▶ [Text segment]
________________________________________
Thursday, December 23, 2010

Monday, August 30, 2010

Happy Birthday to Me!

A Rich Toys house.....

Admit it, we've all done it....and I love gifting myself with a special
dollhouse on my birthday. But I think Nicola at
Puppilottchen's Toy Blog is the only other blogger I know
who has admitted it!

My birthday was back in May and my friend Patty found this
wonderful old Rich Toys dollhouse on eBay; we bantered back
and forth on which one of us should be the one to bid on this
little "YOU buy it!" and "no, YOU buy it!". 
We were both concerned that someone else would do the
buy-it-now before we made a decision.  Patty found it, I thought
she should have  first choice. When I mentioned that I liked
to find a really great dollhouse at birthday time, she told me
to go for it. So this little house came to live in Houston instead
of Knoxville. I hope she doesn't regret her generosity....she did 
insist that I pay for it!
________________________________________
▶ [Written problem a] Count how many lines in the rows below contain the string "canopy", treating uppercase and lowercase as different, and reply with that number alone.
________________________________________
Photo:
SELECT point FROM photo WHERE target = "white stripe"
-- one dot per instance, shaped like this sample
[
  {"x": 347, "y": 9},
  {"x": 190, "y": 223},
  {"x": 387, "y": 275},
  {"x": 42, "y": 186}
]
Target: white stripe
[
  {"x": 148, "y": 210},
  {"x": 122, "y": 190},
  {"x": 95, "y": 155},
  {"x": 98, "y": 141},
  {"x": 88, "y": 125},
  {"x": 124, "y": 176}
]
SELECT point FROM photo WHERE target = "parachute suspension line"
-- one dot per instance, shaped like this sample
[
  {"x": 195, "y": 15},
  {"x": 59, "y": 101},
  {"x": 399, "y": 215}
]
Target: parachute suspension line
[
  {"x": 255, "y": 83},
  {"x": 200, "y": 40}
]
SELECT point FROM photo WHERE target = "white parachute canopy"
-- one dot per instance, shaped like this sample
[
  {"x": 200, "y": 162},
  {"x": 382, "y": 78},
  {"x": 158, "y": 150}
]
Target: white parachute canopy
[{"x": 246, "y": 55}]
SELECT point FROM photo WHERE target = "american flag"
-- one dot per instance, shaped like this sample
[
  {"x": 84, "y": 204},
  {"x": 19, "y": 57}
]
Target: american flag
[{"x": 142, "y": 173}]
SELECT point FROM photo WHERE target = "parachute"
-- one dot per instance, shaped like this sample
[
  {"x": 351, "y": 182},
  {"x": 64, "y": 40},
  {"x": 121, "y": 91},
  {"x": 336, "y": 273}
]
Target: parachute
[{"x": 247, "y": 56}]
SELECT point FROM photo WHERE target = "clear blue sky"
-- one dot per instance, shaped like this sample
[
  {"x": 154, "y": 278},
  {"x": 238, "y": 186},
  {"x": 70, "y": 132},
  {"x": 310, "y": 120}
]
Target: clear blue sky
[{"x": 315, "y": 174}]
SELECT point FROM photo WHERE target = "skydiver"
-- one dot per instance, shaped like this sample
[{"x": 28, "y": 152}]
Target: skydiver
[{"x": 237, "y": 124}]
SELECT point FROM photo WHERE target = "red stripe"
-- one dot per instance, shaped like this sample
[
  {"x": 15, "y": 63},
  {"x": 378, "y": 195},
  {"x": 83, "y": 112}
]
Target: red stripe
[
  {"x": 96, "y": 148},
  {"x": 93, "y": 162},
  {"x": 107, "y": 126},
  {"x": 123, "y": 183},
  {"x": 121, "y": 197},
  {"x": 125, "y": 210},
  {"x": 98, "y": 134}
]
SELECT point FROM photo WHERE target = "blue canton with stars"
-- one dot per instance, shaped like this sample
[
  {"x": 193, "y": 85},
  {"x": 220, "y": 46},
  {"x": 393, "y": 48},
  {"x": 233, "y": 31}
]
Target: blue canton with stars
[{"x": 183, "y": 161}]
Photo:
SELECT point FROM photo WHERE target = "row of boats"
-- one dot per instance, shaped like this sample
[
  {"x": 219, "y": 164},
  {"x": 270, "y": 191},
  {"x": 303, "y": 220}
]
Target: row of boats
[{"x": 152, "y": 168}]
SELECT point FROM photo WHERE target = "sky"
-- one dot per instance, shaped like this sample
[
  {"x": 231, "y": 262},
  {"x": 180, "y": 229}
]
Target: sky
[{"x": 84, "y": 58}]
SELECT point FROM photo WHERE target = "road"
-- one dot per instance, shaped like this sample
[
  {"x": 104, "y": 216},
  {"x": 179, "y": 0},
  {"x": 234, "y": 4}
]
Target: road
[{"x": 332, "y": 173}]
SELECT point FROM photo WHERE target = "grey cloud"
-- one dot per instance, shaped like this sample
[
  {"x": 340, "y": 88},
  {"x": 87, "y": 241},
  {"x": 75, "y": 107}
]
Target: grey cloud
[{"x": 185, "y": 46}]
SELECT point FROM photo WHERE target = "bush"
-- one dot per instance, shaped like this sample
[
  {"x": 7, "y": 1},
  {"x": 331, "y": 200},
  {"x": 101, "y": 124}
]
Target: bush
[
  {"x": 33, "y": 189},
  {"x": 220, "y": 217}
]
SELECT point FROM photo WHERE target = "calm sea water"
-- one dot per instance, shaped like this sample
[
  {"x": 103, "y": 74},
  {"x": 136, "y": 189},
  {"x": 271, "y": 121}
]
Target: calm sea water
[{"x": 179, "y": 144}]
________________________________________
▶ [Written problem b] Print the part of the dollhouse blog post above from "Thursday, December 23, 2010" up to and including "has admitted it!", keeping every character unchanged.

▶ [Complete answer a] 2

▶ [Complete answer b]
Thursday, December 23, 2010

Monday, August 30, 2010

Happy Birthday to Me!

A Rich Toys house.....

Admit it, we've all done it....and I love gifting myself with a special
dollhouse on my birthday. But I think Nicola at
Puppilottchen's Toy Blog is the only other blogger I know
who has admitted it!